*REQUIRED TASK 1*.
From the book review below, extract the passage between "By Heather McGowan" and "devoid of meaning.", inclusive, and reproduce it word for word.
*REQUIRED TASK 2*.
Render this sentence from the book review below in Spanish: "It is useful to contrast the novel with other rants, to see what is lacking."

*EXTRACT TO READ*.

╭──

Wake Me When It Starts by Jon Rachmani


"Duchess of Nothing"

By Heather McGowan

216 pp.  Bloomsbury. 

#     $23.95.




In her aptly-titled new book, Duchess of Nothing, Heather McGowan proves that, dazzling ironists such as Flaubert aside, banality can withstand literary treatment without undergoing much change.  What ensues is a dreadfully boring book, a book about nothing that never attempts to create the sort of aesthetic atmosphere in which this vacuous subject matter might be rendered at least beautiful, if still devoid of meaning.


The story is a stream-of-consciousness narration that follows a young expatriate as she wanders through Rome over several months while she and her lover's seven year old brother endure her execrable company.  Pseudo-pithy comments abound, as she gives the boy various "lessons" on their walks that are nothing but her self-indulgent ramblings in what may be a mental breakdown, may be the status quo for this unfortunate personage.  Once her lover abandons her with the boy for good, leaving them an envelope of money and no guarantees of his return, the boy grows increasingly frustrated with her madness, at last catching up with the reader.  He insists that he wants to attend a real school, rather than listening to her cracked lessons, and that they should spend their little money on food rather than hats or sunglasses; she of course responds with more pseudo-pith.  The duo runs out of money, grows hungry and she decides to seduce the landlord, and they continue in psychic stasis till her lover returns and takes them to his mother's house.  The boy moves on, she does not.  Only pages from the ending, she is still complaining about the \work{Pollyanna}-like children's book her father had once inflicted on her, how "I sucked in a substantial amount of damaging information about the way a girl needs to behave." The only character we get more than a vague impression of is the narrator herself, and she has undergone no change, no development.


We are throughout meant to suspect her sanity.  But to what end?  There is no drama, no shocking depth of character, just a running series of often cutesy verbal gags over which we are seemingly meant to swoon with a combination of recognition with the madwoman and awe for the writer, such as this very typical example, where she expresses her dislike for a scenic view: "This view of our city is not a massive slut like the Forum or the Sistine Chapel, those are sluts of epic proportion," or where she admonishes the boy for not knowing that the obscure slang term for "cat" that she once used is "moggy": "There are certain principles we accept as self-evident.  That a child shall know his moggy is one."  At a certain point, the reader stops distinguishing between the narrator and the writer, because, in effect, they are both addicted to the raw sound of language, regardless of content.  It is useful to contrast the novel with other rants, to see what is lacking.  In Ford's "The Good Soldier" we get a decadent rambling rant, too, and while that book has been condemned along similar lines, it at least holds our interest with the intricacy with which it examines the nature of deception, the lie, and expands to be a strong condemnation of a fatally ailing class of fools, not to mention that it's a narratologically bravura performance.  McGowan on the other hand seems to trust that her unlikeable one will become very appealing once we see what wit she has, what sheer lunatic verve, but for this reviewer, the opposite was the case.

╰──

*DATA LINES*.

╭──

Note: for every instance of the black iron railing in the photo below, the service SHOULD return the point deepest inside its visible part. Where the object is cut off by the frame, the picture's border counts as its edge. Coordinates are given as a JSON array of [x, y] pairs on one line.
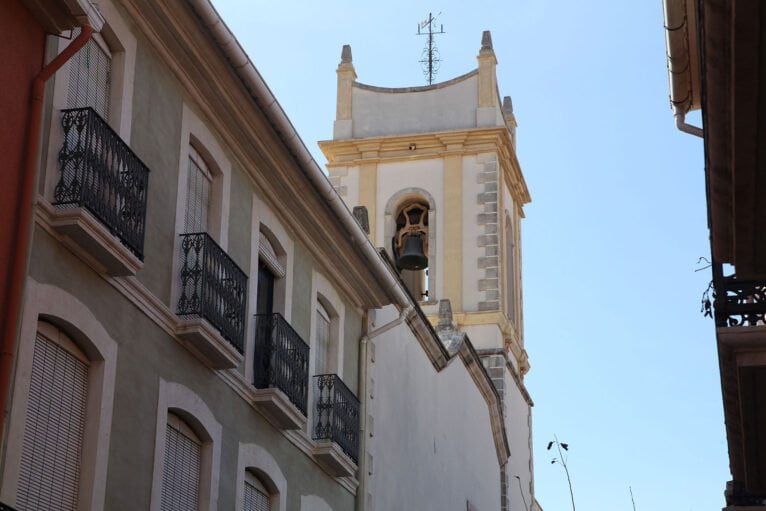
[[100, 173], [336, 414], [212, 287], [738, 302], [281, 359]]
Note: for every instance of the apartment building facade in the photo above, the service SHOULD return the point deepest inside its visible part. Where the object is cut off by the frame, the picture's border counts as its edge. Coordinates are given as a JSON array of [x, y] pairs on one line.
[[202, 319]]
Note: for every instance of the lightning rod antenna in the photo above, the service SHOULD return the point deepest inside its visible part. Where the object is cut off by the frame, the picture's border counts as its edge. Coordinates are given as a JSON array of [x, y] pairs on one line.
[[431, 61]]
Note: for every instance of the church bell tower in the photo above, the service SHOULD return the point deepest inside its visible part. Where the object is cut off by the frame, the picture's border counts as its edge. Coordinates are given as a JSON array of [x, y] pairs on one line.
[[436, 169]]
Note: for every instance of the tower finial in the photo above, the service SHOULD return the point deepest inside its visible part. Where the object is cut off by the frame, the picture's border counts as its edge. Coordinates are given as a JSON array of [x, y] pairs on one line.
[[345, 54], [486, 41]]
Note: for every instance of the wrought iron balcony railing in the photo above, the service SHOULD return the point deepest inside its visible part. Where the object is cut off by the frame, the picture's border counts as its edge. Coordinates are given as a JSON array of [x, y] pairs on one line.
[[738, 302], [213, 287], [100, 173], [281, 359], [336, 416]]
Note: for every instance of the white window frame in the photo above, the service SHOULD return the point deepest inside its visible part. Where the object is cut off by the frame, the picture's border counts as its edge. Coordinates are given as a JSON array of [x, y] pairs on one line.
[[264, 219], [53, 305], [322, 289], [195, 133], [253, 457], [180, 400], [122, 44], [177, 423]]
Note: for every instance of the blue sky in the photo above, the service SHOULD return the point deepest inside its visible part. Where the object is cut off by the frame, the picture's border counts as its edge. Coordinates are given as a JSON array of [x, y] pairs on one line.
[[624, 367]]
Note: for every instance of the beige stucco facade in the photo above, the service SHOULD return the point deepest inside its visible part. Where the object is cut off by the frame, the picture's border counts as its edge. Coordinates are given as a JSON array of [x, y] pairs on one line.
[[450, 146]]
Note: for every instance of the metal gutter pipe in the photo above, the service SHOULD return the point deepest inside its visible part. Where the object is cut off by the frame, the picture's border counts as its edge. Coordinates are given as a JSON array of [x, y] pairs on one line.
[[23, 234]]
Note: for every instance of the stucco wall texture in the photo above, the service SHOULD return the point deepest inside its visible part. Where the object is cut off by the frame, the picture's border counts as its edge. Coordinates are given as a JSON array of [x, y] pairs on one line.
[[432, 426], [147, 353]]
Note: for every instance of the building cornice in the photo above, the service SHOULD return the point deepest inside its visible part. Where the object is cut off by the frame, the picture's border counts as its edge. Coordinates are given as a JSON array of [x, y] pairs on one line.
[[439, 144]]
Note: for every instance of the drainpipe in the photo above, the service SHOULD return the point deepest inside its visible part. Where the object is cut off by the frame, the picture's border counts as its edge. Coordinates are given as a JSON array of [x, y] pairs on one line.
[[361, 491], [23, 233]]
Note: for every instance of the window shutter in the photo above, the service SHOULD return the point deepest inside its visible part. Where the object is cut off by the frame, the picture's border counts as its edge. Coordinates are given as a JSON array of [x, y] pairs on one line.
[[181, 472], [197, 194], [256, 496], [90, 76], [49, 472]]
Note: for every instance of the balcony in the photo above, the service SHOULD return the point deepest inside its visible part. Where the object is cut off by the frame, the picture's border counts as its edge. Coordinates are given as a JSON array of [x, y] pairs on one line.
[[212, 301], [100, 196], [740, 313], [281, 371], [336, 425]]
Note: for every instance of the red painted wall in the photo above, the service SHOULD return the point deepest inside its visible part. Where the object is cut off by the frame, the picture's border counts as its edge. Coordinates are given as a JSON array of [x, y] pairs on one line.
[[21, 58]]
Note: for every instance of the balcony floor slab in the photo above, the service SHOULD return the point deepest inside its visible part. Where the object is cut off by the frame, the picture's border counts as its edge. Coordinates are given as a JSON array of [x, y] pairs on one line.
[[205, 340]]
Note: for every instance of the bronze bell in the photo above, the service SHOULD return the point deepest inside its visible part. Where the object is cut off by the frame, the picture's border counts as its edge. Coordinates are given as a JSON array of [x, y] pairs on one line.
[[412, 256]]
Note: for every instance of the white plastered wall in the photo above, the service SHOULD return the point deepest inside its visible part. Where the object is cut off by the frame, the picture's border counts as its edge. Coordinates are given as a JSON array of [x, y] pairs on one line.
[[381, 112], [517, 420], [432, 426]]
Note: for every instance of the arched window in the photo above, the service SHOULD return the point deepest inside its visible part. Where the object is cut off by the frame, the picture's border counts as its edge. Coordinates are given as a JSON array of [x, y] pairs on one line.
[[181, 470], [51, 456], [324, 339], [257, 497], [198, 189], [90, 76]]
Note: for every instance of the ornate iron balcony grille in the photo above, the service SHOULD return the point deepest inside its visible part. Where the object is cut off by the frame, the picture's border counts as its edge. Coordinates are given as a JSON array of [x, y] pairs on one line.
[[212, 287], [281, 359], [100, 173], [738, 302], [337, 414]]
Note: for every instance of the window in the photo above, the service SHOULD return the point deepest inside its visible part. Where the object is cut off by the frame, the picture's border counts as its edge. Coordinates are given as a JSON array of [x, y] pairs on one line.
[[323, 340], [198, 185], [90, 76], [181, 470], [49, 470], [256, 497]]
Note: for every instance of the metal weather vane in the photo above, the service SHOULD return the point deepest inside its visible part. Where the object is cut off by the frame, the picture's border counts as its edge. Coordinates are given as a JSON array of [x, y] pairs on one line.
[[431, 60]]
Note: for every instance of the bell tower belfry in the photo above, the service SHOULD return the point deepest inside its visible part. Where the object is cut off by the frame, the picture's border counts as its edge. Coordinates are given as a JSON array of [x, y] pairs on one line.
[[435, 168], [439, 162]]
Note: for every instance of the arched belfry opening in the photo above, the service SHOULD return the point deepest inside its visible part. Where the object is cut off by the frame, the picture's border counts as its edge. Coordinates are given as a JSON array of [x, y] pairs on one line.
[[410, 247]]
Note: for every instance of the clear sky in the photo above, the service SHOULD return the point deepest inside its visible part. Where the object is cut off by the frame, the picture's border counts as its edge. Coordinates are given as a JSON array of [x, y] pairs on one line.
[[624, 366]]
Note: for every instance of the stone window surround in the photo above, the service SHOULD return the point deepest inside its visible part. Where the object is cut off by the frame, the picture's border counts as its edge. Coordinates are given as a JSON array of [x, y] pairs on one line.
[[255, 458], [183, 402], [122, 45], [195, 133], [53, 305], [264, 220], [393, 205]]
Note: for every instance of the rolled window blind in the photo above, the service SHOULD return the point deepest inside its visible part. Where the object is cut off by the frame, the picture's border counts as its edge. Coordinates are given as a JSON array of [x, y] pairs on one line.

╰──

*TASK RESPONSE 1*.
By Heather McGowan

216 pp.  Bloomsbury. 

#     $23.95.




In her aptly-titled new book, Duchess of Nothing, Heather McGowan proves that, dazzling ironists such as Flaubert aside, banality can withstand literary treatment without undergoing much change.  What ensues is a dreadfully boring book, a book about nothing that never attempts to create the sort of aesthetic atmosphere in which this vacuous subject matter might be rendered at least beautiful, if still devoid of meaning.

*TASK RESPONSE 2*.
Es útil contrastar la novela con otras diatribas, para ver lo que le falta.